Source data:
========

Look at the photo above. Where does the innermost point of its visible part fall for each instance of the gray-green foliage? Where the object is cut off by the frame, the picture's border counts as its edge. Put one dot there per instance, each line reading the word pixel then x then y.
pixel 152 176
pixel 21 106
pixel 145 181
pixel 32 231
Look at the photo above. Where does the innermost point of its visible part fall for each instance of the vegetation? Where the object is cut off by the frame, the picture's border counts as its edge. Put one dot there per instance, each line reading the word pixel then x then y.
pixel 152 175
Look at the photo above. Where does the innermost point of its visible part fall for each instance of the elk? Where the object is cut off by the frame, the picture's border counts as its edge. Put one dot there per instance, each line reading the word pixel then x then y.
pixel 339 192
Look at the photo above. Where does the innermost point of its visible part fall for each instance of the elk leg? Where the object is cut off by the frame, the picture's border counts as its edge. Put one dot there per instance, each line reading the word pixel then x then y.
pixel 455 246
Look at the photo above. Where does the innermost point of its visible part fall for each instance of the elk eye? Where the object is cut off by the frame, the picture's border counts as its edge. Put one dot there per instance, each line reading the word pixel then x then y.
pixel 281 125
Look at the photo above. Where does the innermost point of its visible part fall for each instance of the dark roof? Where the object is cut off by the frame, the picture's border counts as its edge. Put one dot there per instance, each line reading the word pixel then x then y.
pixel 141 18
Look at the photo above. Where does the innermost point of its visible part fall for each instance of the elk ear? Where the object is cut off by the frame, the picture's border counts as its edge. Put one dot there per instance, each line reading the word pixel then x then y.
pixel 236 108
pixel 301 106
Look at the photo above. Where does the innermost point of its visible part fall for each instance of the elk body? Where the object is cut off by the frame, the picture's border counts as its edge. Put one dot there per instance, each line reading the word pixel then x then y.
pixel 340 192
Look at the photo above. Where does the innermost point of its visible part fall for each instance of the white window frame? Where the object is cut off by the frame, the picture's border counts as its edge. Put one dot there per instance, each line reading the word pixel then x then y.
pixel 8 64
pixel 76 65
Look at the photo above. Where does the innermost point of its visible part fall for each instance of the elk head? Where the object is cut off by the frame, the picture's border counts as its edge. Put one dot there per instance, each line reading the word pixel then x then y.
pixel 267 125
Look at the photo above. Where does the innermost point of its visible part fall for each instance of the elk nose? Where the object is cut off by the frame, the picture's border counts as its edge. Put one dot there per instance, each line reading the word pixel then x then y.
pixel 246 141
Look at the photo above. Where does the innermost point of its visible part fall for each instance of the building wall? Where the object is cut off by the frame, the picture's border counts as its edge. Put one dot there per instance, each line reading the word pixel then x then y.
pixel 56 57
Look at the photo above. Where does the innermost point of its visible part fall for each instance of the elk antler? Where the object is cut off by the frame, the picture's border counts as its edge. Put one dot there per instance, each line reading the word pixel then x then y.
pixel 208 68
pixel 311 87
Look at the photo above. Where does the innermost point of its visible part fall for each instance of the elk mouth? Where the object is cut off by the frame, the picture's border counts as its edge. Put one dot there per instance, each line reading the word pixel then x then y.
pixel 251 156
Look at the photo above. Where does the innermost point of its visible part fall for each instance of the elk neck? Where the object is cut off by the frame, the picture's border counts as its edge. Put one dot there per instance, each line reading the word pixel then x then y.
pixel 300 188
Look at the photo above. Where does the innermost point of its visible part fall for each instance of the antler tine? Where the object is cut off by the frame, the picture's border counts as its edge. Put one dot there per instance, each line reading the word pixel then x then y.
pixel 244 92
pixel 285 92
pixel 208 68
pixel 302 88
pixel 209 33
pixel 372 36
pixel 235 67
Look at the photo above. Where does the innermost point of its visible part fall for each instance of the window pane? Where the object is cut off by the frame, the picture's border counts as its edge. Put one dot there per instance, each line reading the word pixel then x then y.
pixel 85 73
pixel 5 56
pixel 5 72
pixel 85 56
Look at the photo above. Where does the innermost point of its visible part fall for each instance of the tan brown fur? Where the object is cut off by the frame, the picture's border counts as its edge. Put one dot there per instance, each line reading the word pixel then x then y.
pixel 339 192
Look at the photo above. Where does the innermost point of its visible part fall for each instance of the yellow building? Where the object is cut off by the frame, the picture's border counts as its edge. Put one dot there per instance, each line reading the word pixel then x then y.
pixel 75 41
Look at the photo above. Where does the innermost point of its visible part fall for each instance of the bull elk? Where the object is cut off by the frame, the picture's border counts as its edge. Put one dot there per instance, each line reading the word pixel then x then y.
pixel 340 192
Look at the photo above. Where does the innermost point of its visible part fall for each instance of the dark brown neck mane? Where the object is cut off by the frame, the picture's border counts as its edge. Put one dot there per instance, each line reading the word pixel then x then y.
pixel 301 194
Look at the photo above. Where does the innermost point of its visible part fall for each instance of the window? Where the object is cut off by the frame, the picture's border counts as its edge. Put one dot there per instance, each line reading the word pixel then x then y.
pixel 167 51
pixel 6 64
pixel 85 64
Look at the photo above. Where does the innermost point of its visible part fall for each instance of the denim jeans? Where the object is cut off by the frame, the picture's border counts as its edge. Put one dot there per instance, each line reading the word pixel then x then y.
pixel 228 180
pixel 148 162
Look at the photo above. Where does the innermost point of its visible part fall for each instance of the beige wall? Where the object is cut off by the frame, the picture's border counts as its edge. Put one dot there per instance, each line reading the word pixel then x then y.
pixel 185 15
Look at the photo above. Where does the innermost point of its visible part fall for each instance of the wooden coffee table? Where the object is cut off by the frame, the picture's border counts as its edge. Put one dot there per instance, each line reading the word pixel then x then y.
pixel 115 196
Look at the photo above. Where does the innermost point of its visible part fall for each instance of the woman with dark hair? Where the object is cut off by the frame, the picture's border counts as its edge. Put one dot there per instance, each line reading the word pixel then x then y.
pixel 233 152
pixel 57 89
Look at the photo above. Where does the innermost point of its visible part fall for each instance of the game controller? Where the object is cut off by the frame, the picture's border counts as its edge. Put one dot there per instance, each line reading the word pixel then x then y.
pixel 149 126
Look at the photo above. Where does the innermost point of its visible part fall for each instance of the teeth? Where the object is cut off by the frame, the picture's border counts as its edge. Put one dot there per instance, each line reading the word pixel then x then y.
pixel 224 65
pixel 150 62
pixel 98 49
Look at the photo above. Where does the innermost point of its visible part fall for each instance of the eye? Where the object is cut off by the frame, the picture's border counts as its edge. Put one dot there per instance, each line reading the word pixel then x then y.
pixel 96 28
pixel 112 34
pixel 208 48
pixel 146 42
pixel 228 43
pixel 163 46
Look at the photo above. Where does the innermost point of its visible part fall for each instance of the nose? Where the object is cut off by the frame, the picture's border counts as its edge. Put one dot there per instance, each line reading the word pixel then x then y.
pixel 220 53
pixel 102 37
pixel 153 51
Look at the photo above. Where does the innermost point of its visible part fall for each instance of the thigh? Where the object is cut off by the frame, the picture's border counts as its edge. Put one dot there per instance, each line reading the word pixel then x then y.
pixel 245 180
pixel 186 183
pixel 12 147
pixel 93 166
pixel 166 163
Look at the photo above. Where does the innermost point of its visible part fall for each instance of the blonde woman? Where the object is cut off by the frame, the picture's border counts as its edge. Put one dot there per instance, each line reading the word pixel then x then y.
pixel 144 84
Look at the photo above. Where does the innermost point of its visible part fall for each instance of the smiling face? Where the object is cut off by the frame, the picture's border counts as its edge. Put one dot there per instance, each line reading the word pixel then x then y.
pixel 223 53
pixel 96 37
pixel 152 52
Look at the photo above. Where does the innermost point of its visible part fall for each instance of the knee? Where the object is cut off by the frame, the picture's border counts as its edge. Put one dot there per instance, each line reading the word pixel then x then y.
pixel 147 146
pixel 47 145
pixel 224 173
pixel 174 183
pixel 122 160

========

Exercise prompt: Every record above must appear again in the answer, unchanged.

Response to the task:
Look at the photo above. Where does the innermost point of its visible part fall for each instance of the gray-green foliage? Where the object is cut off by the frame, the picture's border counts as its edge. Put one dot there per instance, each line reading the word pixel then x then y.
pixel 152 176
pixel 21 106
pixel 145 181
pixel 32 231
Look at the photo above. Where does the innermost point of its visible part fall for each instance of the vegetation? Where the object is cut off by the frame, the picture's border counts as its edge. Put one dot there per instance, each line reading the word pixel then x then y.
pixel 152 175
Look at the photo above. Where does the innermost point of its visible part fall for each instance of the elk? Where the object is cut off by the frame, the picture's border counts as its edge. Put one dot there per instance, each line reading the word pixel then x then y.
pixel 339 192
Look at the photo above. Where does the innermost point of its visible part fall for each instance of the elk leg? Where the object is cut off by the frame, the picture's border counts as its edge. Put one dot there per instance, each line reading the word pixel then x then y.
pixel 455 246
Look at the photo above. Where does the innermost point of its visible part fall for each instance of the elk eye? Where the object is cut off by the frame, the picture's border counts as its edge. Put one dot there per instance, each line reading the word pixel then x then y.
pixel 281 125
Look at the photo above. Where does the innermost point of its visible part fall for each instance of the dark roof? Where the object is cut off by the frame, the picture's border counts as its edge. Put one dot there per instance, each line reading the word pixel then x then y.
pixel 141 18
Look at the photo above. Where does the innermost point of its visible part fall for each instance of the elk ear? Where the object is cut off by the frame, the picture's border counts as its edge. Put one dot there per instance, each line reading the word pixel then x then y.
pixel 236 108
pixel 301 106
Look at the photo above. Where does the innermost point of its visible part fall for each instance of the elk body? Where the object is cut off by the frame, the picture's border counts as its edge. Put one dot there per instance, each line reading the word pixel then x then y.
pixel 340 192
Look at the photo above. Where does the innermost point of its visible part fall for each instance of the white window frame? Where the object is cut off by the frame, the picture's border counts as its edge. Put one dot there per instance, each line reading the word pixel then x then y.
pixel 8 64
pixel 76 65
Look at the photo above. Where does the innermost point of its visible part fall for each instance of the elk head? Where the object is cut off by the frame, the picture's border counts as its edge. Put one dot there per instance, each line reading the word pixel then x then y.
pixel 267 125
Look at the photo above. Where does the innermost point of its visible part fall for each instance of the elk nose? Where the object is cut off by the frame, the picture's border counts as its edge. Put one dot there per instance, each line reading the word pixel then x then y.
pixel 246 141
Look at the photo above. Where does the innermost point of its visible part fall for each instance of the building wall? Where the object is cut off by the frame, the picture's border counts as its edge. Put one dot there per instance, each line reading the word pixel then x then y.
pixel 56 57
Look at the photo above. Where does the innermost point of its visible part fall for each instance of the elk antler? Where the object is cut off by the frame, the picture's border counts as its edge. Put one dot there per instance, each line reading the word pixel then x then y.
pixel 208 68
pixel 311 87
Look at the photo above. Where does the innermost point of its visible part fall for each instance of the elk mouth? Where the object is cut off by the frame, the picture's border counts as its edge. Put one dot there per instance, each line reading the word pixel then x then y.
pixel 251 156
Look at the photo above. Where does the innermost point of its visible part fall for each instance of the elk neck? Where the object is cut off by the frame, the picture's border counts as its edge. Put one dot there per instance, each line reading the word pixel then x then y.
pixel 300 188
Look at the photo above. Where does the innermost point of its visible part fall for each instance of the antler tine? Where the object is cut off by the frame, the picture's border counts as its edge. Put one dot there per instance, each line reading the word pixel then x then y.
pixel 244 92
pixel 285 92
pixel 208 68
pixel 302 88
pixel 209 33
pixel 372 36
pixel 235 67
Look at the photo above. Where does the innermost point of its visible part fall for each instance of the window pane? Where the object is cut off by the frame, the picture's border counts as its edge. Put one dot there per instance, each line reading the word pixel then x then y.
pixel 85 73
pixel 5 56
pixel 5 72
pixel 85 56
Look at the photo above. Where does the innermost point of its visible part fall for each instance of the tan brown fur? Where the object is cut off by the frame, the picture's border counts as its edge. Put one dot there per instance, each line reading the word pixel then x then y.
pixel 339 192
Look at the photo above. Where does the innermost point of its visible part fall for each instance of the yellow building? Where the object is cut off by the frame, the picture's border counts as its edge. Put one dot there per instance, each line reading the word pixel then x then y.
pixel 75 41
Look at the photo above. Where does the innermost point of its visible part fall for each instance of the bull elk? Where the object is cut off by the frame, the picture's border counts as its edge. Put one dot there per instance, each line reading the word pixel then x then y.
pixel 340 192
Look at the photo above. Where does the innermost point of its visible part fall for each instance of the dark brown neck mane? Where the object is cut off by the frame, the picture's border counts as its edge. Put one dot there per instance, each line reading the word pixel then x then y.
pixel 301 194
Look at the photo above. Where does the innermost point of its visible part fall for each instance of the window? Where the object is cut off by the frame, the picture's border counts as its edge. Put one dot there per instance, each line reading the word pixel then x then y.
pixel 167 51
pixel 6 64
pixel 85 64
Look at the photo above. Where does the innermost point of its visible part fall for each instance of the denim jeans? Where the object is cut off by the frame, the picture's border counts as its edge. Put one dot there per instance, each line reading the word pixel then x then y.
pixel 228 180
pixel 148 162
Look at the photo above. Where does the innermost point of its visible part fall for each instance of the beige wall? Where the object is cut off by the frame, the picture's border counts as its edge. Put one dot there per instance, each line reading the word pixel then x then y.
pixel 185 15
Look at the photo above. Where does the innermost point of its visible part fall for each instance of the wooden coffee table? Where the object is cut off by the frame, the picture's border counts as its edge. Put one dot there per instance, each line reading the word pixel then x then y.
pixel 115 196
Look at the photo above. Where does the innermost point of its visible part fall for each instance of the woman with dark hair? Where the object is cut off by the frame, the picture's border counts as its edge. Put one dot there per instance, each line reading the word pixel then x then y.
pixel 233 152
pixel 57 89
Look at the photo above. Where does the innermost point of its visible part fall for each instance of the game controller? Where the object is cut off by the frame, the picture's border counts as its edge. Put one dot there per instance, each line reading the word pixel then x then y.
pixel 149 126
Look at the photo above. Where does the innermost point of its visible part fall for each instance of the teeth? Where the object is cut off by the frame, the picture's border counts as its edge. Put one dot there per instance, each line reading the word pixel then x then y.
pixel 224 65
pixel 150 62
pixel 98 49
Look at the photo above. Where does the innermost point of its visible part fall for each instance of the eye? Where the object is cut off by the frame, the picture's border counts as its edge. Put one dot there per instance, each line reading the word pixel then x then y.
pixel 96 28
pixel 112 34
pixel 208 48
pixel 146 42
pixel 228 43
pixel 163 46
Look at the photo above. Where does the innermost point of its visible part fall for each instance of the nose? Where the object is cut off by the frame, the picture's border counts as its edge. Put one dot there per instance, each line reading the word pixel then x then y.
pixel 220 53
pixel 102 37
pixel 153 51
Look at the photo above. Where does the innermost point of its visible part fall for each instance of the thigh? Where the object is cut off by the frame, the picture's border counts as its edge. Put one dot there per instance, each line reading the word pixel then x then y.
pixel 245 180
pixel 186 183
pixel 12 147
pixel 93 166
pixel 166 163
Look at the photo above. Where does the innermost point of its visible part fall for each instance of the blonde woman? Where the object is cut off by the frame, the picture's border counts as its edge. Put one dot there per instance, each line reading the word pixel then x then y.
pixel 144 84
Look at the photo above. Where does the innermost point of its visible part fall for each instance of the smiling face? Where the object is cut off by the frame, the picture's border counts as its edge. Put one dot there per instance, each line reading the word pixel then x then y.
pixel 223 53
pixel 96 37
pixel 152 52
Look at the photo above. Where does the innermost point of its visible part fall for each instance of the knee? Where the object is cut off by the frame, the picture's border counts as its edge. Put one dot there per instance, each line reading the word pixel then x then y.
pixel 147 146
pixel 47 145
pixel 224 173
pixel 174 183
pixel 122 160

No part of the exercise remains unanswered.